本項では浴槽塗装を行うメリットについて解説します。浴槽塗装を行う前にどんなメリットがあるのかをおさえておきましょう。
浴槽塗装は浴槽交換と比較して大きく費用を抑えることができます。浴槽塗装を専門業者に依頼した場合の費用は約7万円~20万円です。これに対して一般的な埋め込みタイプの浴槽を交換する場合は、約15万円~50万円かかります。また、ユニットバス交換の場合では費用は高額となり約50万円~150万円です。ただし、ユニットバスの交換はグレードを上げると250万円以上かかる場合もあります。
交換の場合は古い浴槽の処分費用などが別途必要になります。浴槽塗装では交換部品も処分費用も不要であるため浴槽塗装は浴槽交換よりも安価に施工できます。
浴槽塗装は他の方法よりも短期間で施工できます。浴槽塗装の場合は2日~3日で施工可能なのに対して埋め込みタイプの浴槽交換は3日~7日かかります。ユニットバス交換でも3日~5日ほどです。浴槽塗装であれば他の施工方法よりも短期間で施工できます。
浴槽塗装では浴槽のサイズや規格にかかわらず施工可能です。しかし、規格サイズではない浴槽を交換するためには、新しい浴槽に合うように周囲を整える必要があるため追加工事が必要になります。浴槽塗装であれば施工しやすく余計な費用がかからないことがメリットです。
浴槽塗装は浴槽の表面を塗装するため、細かい傷や汚れなどが目立たなくなります。外見を少ない手間と費用で新品に近い状態に戻すことが可能で、自分の好みの色も変えられることもメリットでしょう。
浴槽塗装にはメリットだけでなくデメリットもあるので注意が必要です。メリットだけでなくデメリットも確認し、どのように工事を進めるか検討しましょう。
浴槽塗装は浴槽の表面を研磨機で磨き、塗料をスプレーガンで塗布して行います。見た目は新品同様になりますが、浴槽を交換していないため経年使用による浴槽の強度や耐久性の劣化は防げません。また、保温性などの元の機能を改善することもできないので注意しましょう。
塗装は、物質の上に塗料を塗るため、どうしても剥離が生じます。これは防ぐことはできません。また、浴槽の材質と塗料には相性があるため、条件によっては、施工の難易度が著しく高くなることがあります。特に、材質がステンレス、ホーローである場合は、塗料の付着が弱いため施工には細心の注意が必要です。高度な塗装技術が求められます。

##############################

> **課題**
浴槽塗装についての抜粋文によると、浴槽塗装を専門業者に依頼した場合の費用はおよそいくらですか。

> **データ部分**

##############################

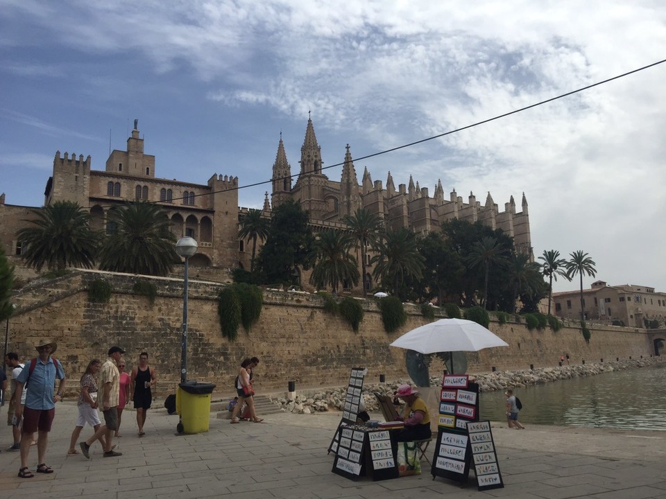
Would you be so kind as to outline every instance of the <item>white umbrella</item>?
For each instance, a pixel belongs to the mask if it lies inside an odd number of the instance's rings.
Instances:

##############################

> **解答全文**
約7万円~20万円です。